# Things to do
1. From the excerpt about the film Tonka, quote the stretch from "The casting of" through "animated feature, Mulan.".
2. According to the excerpt about the film Tonka, which actor plays White Bull?

# Excerpt
^^^^
Published on June 18, 1998

It's Christmas vacation, 1958. The movie my dad has chosen for a first-grade pal and me to see is the new Disney live-action adventure Tonka, starring Sal Mineo as a young Sioux named White Bull who traps and domesticates a clear-eyed, spirited wild horse named Tonka. Having seen The King and I, I'm all set to approach Native American culture in the proper getting-to-know-you spirit of liberal '50s show biz.

The casting of Mineo has made the film a smidgen more dangerous and thus attractive to us -- we know him as the star of our older brothers' favorite juvenile-delinquent flicks. And White Bull is a bit of a rebel. He can't sit still when a cousin grabs Tonka for himself and tortures the animal. So White Bull frees Tonka, who is adopted by one of Custer's men and ends up the sole survivor, man or horse, of the Battle of Little Big Horn. White Bull becomes an honorary U.S. cavalryman himself -- white bull of a different order. Other than that, Tonka proved to be a perfectly apt first-grade boys' adventure. But it would have seemed just as swell if we'd seen it on Disney's Sunday night TV show, and I can honestly say I've never given it a second thought -- until I saw Disney's latest animated feature, Mulan.
^^^^
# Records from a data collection
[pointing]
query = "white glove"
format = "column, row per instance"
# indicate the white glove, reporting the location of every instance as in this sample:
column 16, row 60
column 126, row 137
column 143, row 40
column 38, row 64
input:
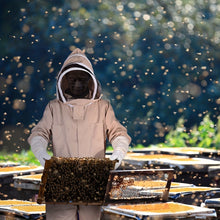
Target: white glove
column 120, row 149
column 39, row 148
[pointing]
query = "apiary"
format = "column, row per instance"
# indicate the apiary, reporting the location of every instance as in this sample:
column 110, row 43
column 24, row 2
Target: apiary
column 158, row 184
column 75, row 180
column 183, row 163
column 18, row 170
column 125, row 200
column 121, row 185
column 191, row 151
column 168, row 210
column 189, row 195
column 213, row 203
column 21, row 209
column 8, row 164
column 31, row 182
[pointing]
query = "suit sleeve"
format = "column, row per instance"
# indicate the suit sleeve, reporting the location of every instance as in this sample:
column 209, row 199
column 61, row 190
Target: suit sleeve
column 114, row 127
column 43, row 128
^^^^
# Answers given
1.
The casting of Mineo has made the film a smidgen more dangerous and thus attractive to us -- we know him as the star of our older brothers' favorite juvenile-delinquent flicks. And White Bull is a bit of a rebel. He can't sit still when a cousin grabs Tonka for himself and tortures the animal. So White Bull frees Tonka, who is adopted by one of Custer's men and ends up the sole survivor, man or horse, of the Battle of Little Big Horn. White Bull becomes an honorary U.S. cavalryman himself -- white bull of a different order. Other than that, Tonka proved to be a perfectly apt first-grade boys' adventure. But it would have seemed just as swell if we'd seen it on Disney's Sunday night TV show, and I can honestly say I've never given it a second thought -- until I saw Disney's latest animated feature, Mulan.

2. Sal Mineo